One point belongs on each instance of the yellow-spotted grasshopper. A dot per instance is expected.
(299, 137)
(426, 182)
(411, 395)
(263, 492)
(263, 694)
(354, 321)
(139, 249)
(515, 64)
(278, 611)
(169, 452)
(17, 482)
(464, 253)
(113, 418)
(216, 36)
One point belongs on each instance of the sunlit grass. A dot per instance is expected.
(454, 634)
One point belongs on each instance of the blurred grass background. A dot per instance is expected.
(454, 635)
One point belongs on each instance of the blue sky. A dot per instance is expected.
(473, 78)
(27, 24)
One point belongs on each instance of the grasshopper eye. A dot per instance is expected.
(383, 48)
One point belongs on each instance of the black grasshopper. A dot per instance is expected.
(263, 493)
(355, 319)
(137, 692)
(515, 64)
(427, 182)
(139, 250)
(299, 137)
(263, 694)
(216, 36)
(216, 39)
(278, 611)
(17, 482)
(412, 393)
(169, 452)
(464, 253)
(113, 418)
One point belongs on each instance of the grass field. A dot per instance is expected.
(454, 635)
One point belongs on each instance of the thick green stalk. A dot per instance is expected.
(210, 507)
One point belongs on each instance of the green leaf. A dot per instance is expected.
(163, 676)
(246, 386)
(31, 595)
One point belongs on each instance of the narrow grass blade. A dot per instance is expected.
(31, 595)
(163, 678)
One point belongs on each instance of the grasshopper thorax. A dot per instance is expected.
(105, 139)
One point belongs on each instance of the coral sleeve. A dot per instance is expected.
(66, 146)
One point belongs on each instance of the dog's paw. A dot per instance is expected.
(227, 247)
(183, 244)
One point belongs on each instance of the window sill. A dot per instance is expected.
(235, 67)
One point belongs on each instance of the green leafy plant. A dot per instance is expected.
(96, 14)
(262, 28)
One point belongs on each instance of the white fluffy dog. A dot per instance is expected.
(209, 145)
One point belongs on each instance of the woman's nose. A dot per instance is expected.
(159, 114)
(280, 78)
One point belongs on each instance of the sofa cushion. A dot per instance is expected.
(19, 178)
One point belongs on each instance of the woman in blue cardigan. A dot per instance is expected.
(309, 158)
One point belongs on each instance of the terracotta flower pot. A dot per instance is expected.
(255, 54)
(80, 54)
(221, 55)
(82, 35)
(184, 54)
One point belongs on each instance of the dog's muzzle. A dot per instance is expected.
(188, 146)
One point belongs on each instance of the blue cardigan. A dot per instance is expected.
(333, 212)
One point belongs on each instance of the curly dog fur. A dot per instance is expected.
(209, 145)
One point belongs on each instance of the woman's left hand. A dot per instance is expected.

▶ _ACTIVITY_: The lines from the one with "One point belongs on each instance of the grasshopper thorax." through the final line of the data are to be reproduced exactly, both included, with no other lines.

▶ _WRITTEN ANSWER_:
One point belongs on each instance of the grasshopper thorax. A dot per instance is expected.
(105, 139)
One point belongs on each instance of the coral sleeve. A dot per instance is expected.
(66, 146)
One point belongs on each instance of the dog's paw. A dot per instance is expected.
(227, 247)
(183, 244)
One point belongs on each instance of the window sill. A dot per instance is expected.
(235, 67)
One point belongs on each instance of the green leafy plant. A dot per instance is expected.
(96, 14)
(262, 28)
One point belongs on each instance of the white fluffy dog. A dot per instance is expected.
(209, 145)
One point belongs on each instance of the woman's nose. A dot per instance is expected.
(159, 114)
(280, 78)
One point belongs on each instance of the sofa cushion. A dot per instance is expected.
(19, 178)
One point belongs on each instance of the woman in blue cardigan. A dot per instance is expected.
(309, 158)
One point belongs on each instance of the terracotta flower pot. A dot per instance is expected.
(255, 54)
(80, 54)
(221, 55)
(82, 35)
(184, 54)
One point belongs on each instance of the dog's muzzle. A dot per instance is expected.
(188, 146)
One point belongs on each instance of the blue cardigan. A dot per instance is expected.
(333, 212)
One point belongs on each instance of the curly dog fur. A dot per instance is expected.
(209, 145)
One point belongs on each instance of the woman's left hand. A dot per instance is expected.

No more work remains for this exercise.